Set task 1: Which lines in the records contain the string "shrub"? Gather every one of them, and note that case counts.

Document excerpt:
# Navy Yard shootings



## DebW (Jun 11, 2013)

While I live in Minnesota, my daughter lives outside Washington DC and works as a civilian contractor at the Navy Yard. She was there this morning when the shooter opened fire in her building.

She was lucky - she got evacuated and is unharmed (at least, physically). I feel for the other families who don't have that good news to share. Kind of puts the problems of tear stains and chewed shoes into perspective!


----------



## whimsy (Apr 3, 2010)

I am so sorry that your daughter had to go through that. How horrible for her! What a tragic thing for those families that lost loved ones. You must be so thankful right about now.


----------



## Lucy419 (Jun 10, 2013)

Such a tragic and shocking occurrence. I am glad to hear your daughter is safe! I am so sad for the families who couldn't say the same. I wish these random acts of mass violence would not be so prevalent in this country.


----------



## Laurief (Nov 7, 2006)

The violence in this country lately, scares me to death! My son is in the Army/National Guard and I fear for him all the time. It is so sad that it has come to be that all of us must fear for our children, all the time no matter what their occupations are!!. I pray for those affected by this tragedy and their families!


----------



## BFrancs (May 17, 2012)

Oh my - I can't imagine what you and your daughter must have been going thru but I'm glad your daughter is safe... such a senseless tragedy.

Sent from Petguide.com App


----------



## Pucks104 (Aug 16, 2012)

I am so sorry you had to go through this but glad that your daughter is safe. I too wish all this senseless violence would stop!


----------



## morriscsps (Aug 17, 2010)

I am so glad that your daughter is safe. It isn't right. The Navy Yard should be one of the safest places to work in the country. Everyone involved are in my thoughts and prayers tonight.


----------



## tra_po (Aug 14, 2013)

I'm so glad your daughter is safe. I'm catching up on the news this morning and so saddened to see it's another terrible tragedy in the US...


----------



## DebW (Jun 11, 2013)

morriscsps said:


> I am so glad that your daughter is safe. It isn't right. The Navy Yard should be one of the safest places to work in the country. Everyone involved are in my thoughts and prayers tonight.


Yes, it's ironic. When she goes through security to get into the Navy Yard she has to check her iPhone since it could potentially take a picture. This is her first job out of college, and she's been waiting over a year for her security clearance. The process was taking a long time since she's a naturalized citizen - adopted from Korea at age 4 months.

I think the security clearance algorithm needs a bit of an overhaul. In the meantime, she was able to borrow her roommate's cell phone (hers is still at the security gate of the navy yard)to call home last night. She was on 5th floor when the shooting broke out on the 4th floor.


----------



## krandall (Jun 11, 2009)

Wow! I'm SO glad she's OK. Horrible thing to happen, and horrible that she had to be there.


----------



## morriscsps (Aug 17, 2010)

Make sure that she takes advantage of the counseling that they offer. Even if she thinks she is okay, something may trigger a reaction in the future and it is better to have an established relationship with a counselor.


----------



## sandypaws (Aug 8, 2012)

So glad your daughter is safe. What a horrible experience for her and you as well. There are too many crazies out there. When will it all stop?


----------



## swaye (Mar 28, 2013)

sandypaws said:


> So glad your daughter is safe. What a horrible experience for her and you as well. There are too many crazies out there. When will it all stop?


When we stop allowing those with severe mental health issues to continue walk the streets. We need to reconsider long term institutions for these folks. These institutions were closed many years ago.


----------

Records provided:
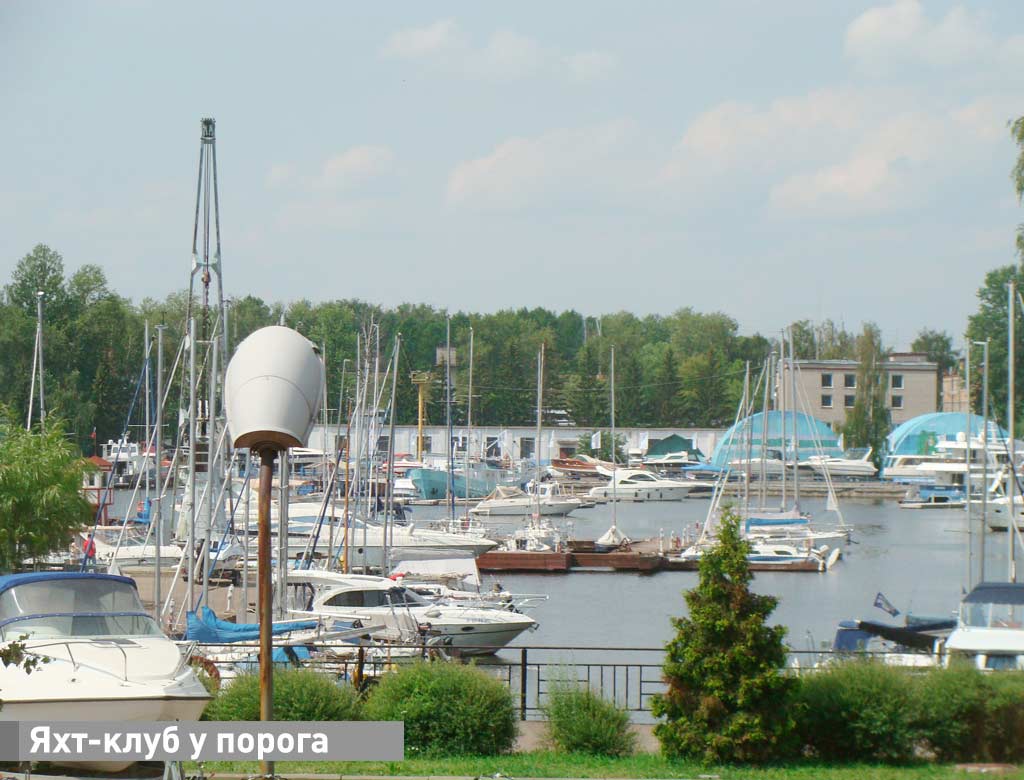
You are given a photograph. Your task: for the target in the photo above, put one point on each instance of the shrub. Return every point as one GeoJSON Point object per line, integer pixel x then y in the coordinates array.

==

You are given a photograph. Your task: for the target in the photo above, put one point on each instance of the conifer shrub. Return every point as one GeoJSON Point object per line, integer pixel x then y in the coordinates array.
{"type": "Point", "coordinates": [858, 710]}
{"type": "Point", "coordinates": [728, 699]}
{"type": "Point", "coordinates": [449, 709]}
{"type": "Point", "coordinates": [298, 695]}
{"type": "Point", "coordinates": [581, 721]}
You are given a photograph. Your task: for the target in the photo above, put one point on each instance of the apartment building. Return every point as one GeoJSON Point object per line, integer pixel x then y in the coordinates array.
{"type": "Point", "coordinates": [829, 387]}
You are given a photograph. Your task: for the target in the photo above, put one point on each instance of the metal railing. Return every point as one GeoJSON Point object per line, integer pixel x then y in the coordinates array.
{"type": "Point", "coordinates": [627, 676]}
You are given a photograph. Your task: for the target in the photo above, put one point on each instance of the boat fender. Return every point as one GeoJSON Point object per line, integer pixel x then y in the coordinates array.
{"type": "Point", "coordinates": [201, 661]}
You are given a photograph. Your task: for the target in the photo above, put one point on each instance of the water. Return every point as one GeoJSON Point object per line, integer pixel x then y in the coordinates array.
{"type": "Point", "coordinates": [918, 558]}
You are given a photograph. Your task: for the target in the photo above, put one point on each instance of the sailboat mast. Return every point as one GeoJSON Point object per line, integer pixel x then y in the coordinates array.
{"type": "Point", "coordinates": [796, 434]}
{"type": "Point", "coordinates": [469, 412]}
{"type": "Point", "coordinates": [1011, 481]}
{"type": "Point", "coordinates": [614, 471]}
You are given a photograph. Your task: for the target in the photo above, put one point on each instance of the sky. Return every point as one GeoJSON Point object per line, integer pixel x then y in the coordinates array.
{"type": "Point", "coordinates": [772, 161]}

Set task 2: Write out the stretch of the forum thread from "## swaye (Mar" through "many years ago.".

Exercise solution 1:
You are given a photograph. Your task: for the target in the photo above, put one point on each instance of the shrub. Return every point as one GeoJSON Point object per line, integer pixel x then y in the coordinates array.
You are given a photograph. Your task: for the target in the photo above, put one point on each instance of the conifer shrub. Return every point as one GeoJSON Point object per line, integer pixel x then y in the coordinates array.

Exercise solution 2:
## swaye (Mar 28, 2013)

sandypaws said:


> So glad your daughter is safe. What a horrible experience for her and you as well. There are too many crazies out there. When will it all stop?


When we stop allowing those with severe mental health issues to continue walk the streets. We need to reconsider long term institutions for these folks. These institutions were closed many years ago.